# AIM OF THE EXERCISE
Format the data, everything from the line containing "blurry grass blade." down to the line containing "[259,160,341,226]", as a two-column CSV with the headers text and answer. Give one row per entry, with each field in double quotes and any line breaks inside a field replaced by spaces.
• • • • • • •
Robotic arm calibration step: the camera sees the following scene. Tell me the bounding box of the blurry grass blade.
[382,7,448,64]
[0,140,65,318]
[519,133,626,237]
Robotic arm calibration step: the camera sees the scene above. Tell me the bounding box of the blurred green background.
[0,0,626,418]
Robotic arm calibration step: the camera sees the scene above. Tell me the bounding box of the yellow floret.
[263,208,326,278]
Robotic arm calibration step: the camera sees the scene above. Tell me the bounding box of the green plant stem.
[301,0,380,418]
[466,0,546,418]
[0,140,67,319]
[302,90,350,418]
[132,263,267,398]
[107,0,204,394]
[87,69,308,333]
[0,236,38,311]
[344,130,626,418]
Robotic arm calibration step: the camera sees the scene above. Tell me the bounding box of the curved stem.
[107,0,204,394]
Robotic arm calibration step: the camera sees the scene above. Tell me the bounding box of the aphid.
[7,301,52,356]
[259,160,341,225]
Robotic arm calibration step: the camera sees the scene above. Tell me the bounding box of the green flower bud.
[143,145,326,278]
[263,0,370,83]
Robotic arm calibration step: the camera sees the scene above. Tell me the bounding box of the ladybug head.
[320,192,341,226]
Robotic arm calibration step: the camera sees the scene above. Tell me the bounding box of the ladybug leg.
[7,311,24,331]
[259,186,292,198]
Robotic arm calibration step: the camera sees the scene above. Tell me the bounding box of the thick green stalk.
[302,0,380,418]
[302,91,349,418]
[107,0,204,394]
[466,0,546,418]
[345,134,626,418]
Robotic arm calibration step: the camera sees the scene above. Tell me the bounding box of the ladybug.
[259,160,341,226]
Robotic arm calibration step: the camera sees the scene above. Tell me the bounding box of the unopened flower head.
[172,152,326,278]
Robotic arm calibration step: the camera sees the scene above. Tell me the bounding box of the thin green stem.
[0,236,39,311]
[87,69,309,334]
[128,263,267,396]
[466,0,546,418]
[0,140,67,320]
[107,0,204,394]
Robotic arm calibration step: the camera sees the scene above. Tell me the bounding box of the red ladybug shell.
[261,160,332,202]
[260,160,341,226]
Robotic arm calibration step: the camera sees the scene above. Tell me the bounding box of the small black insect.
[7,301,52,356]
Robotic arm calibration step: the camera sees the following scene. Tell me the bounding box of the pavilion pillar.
• • • • • • •
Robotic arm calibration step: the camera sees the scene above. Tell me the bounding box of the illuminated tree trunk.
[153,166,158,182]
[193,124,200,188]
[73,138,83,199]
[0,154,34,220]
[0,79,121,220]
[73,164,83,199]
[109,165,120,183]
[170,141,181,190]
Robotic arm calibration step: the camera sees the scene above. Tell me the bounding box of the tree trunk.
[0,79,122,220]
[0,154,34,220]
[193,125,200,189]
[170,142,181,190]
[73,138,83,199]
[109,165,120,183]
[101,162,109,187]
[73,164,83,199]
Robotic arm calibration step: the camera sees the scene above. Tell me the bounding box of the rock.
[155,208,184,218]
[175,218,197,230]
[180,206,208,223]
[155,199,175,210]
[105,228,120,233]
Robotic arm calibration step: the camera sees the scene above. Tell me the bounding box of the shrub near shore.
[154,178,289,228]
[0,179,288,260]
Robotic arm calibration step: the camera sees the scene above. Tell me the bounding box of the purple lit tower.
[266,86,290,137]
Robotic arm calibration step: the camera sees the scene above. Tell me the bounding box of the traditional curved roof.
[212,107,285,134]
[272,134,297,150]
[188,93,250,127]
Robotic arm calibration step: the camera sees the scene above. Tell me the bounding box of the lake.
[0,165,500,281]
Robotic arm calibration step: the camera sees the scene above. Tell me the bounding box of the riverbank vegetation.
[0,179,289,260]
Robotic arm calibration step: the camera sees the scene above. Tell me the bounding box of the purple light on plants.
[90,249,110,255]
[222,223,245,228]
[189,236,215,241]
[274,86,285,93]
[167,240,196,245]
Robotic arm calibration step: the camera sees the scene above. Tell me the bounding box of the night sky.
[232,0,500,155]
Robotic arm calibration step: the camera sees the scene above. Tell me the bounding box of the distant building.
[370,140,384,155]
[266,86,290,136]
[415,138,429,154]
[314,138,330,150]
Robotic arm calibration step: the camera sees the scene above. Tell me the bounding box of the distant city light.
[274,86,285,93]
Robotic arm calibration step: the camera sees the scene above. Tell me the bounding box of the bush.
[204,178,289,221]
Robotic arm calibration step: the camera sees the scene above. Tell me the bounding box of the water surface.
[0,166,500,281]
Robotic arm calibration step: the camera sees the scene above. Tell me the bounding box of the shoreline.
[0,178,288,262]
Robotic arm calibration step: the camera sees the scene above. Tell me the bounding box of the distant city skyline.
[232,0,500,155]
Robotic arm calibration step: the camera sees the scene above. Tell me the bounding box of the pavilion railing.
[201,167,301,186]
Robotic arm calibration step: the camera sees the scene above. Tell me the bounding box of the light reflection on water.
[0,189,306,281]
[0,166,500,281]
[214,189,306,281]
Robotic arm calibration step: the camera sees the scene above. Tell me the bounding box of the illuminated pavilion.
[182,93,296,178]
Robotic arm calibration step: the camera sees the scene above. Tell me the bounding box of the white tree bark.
• • • • • • •
# SOLUTION FOR THIS PROBLEM
text,answer
"Robotic arm calibration step: the camera sees the following scene. Tell me the bounding box of the blurry grass blade.","[382,7,448,64] [0,140,65,318] [519,133,626,237]"
"Robotic arm calibration step: the camera sees the scene above. Tell me the bounding box of the blurred green background.","[0,0,626,418]"
"Robotic arm calibration step: the camera sees the scene above. Tell me the bounding box of the yellow floret.","[263,208,326,278]"
"Robotic arm calibration step: the camera sees the scene above. Tell me the bounding box of the green plant stem.","[301,0,380,418] [466,0,546,418] [0,140,67,319] [302,90,350,418] [132,263,267,398] [107,0,204,394] [87,69,308,333] [0,236,38,311] [344,130,626,418]"
"Robotic arm calibration step: the camera sees the scene above. Tell me the bounding box of the curved stem.","[107,0,204,394]"
"Robotic arm calibration step: the camera sees the scene above. Tell me the bounding box of the aphid.","[7,301,52,356] [259,160,341,225]"
"Robotic arm calibration step: the camera sees the scene above. Tell me the bounding box of the green flower bud.","[143,145,326,278] [263,0,370,83]"
"Robotic arm calibration step: the camera sees the scene above. Tell me the bounding box of the ladybug head.","[320,192,341,226]"
"Robotic arm calibration step: the camera sees the scene above. Tell me the bounding box of the ladybug leg.","[7,311,24,331] [259,186,292,198]"
"Robotic arm calibration step: the camera sees the scene above. Tell me the bounding box of the thick green stalk.","[302,0,380,418] [302,91,349,418] [107,0,204,394] [466,0,546,418] [345,134,626,418]"
"Robotic arm calibration step: the camera sees the scene above. Tell me the bounding box of the ladybug.","[259,160,341,226]"